### PROVIDED DATA
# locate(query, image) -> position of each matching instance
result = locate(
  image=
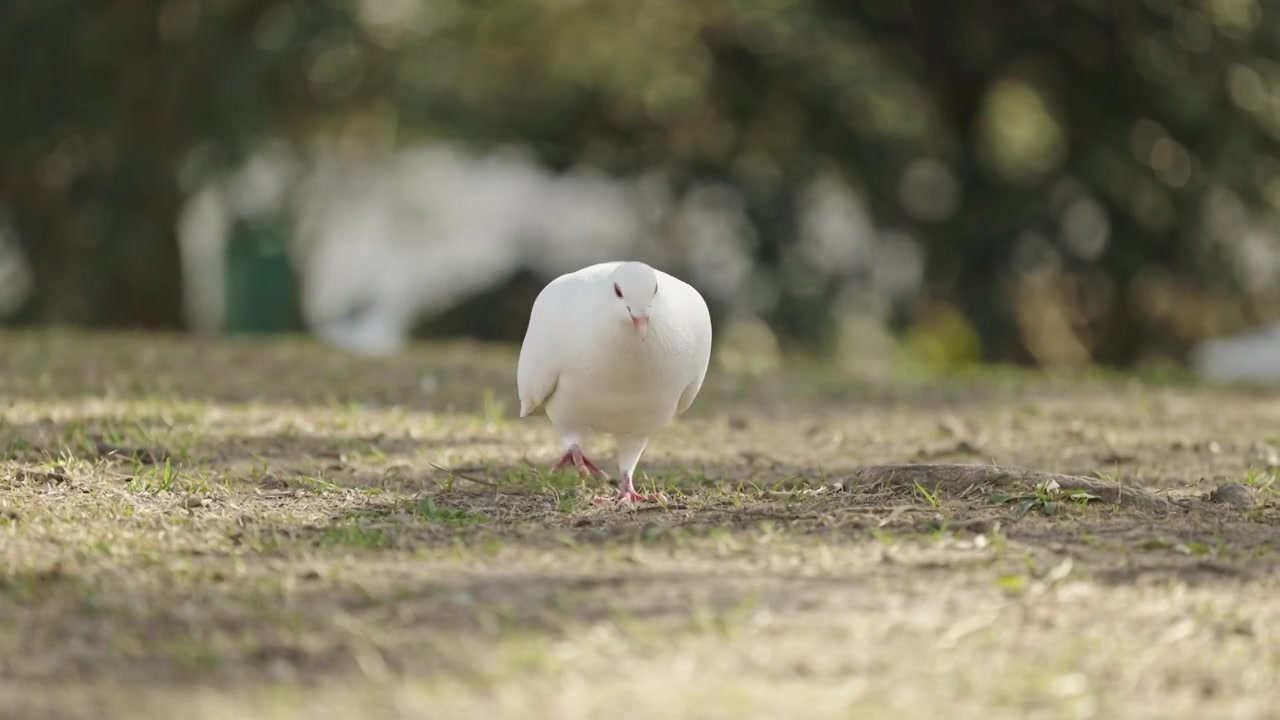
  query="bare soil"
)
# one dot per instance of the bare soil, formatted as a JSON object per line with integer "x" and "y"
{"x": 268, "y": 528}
######
**OBJECTIVE**: Rewrite the records above with "bare soil" changed to "exposed earth" everywhere it appears, keeping everything else the same. Omit the pictures from your answer.

**CORRECT OUTPUT**:
# locate(query, image) -> position of each matching instance
result = locate(
  image=
  query="exposed earth"
)
# one dot per instance of the exposed earth, formatted as a JSON object per line with integer "x" and "y"
{"x": 268, "y": 528}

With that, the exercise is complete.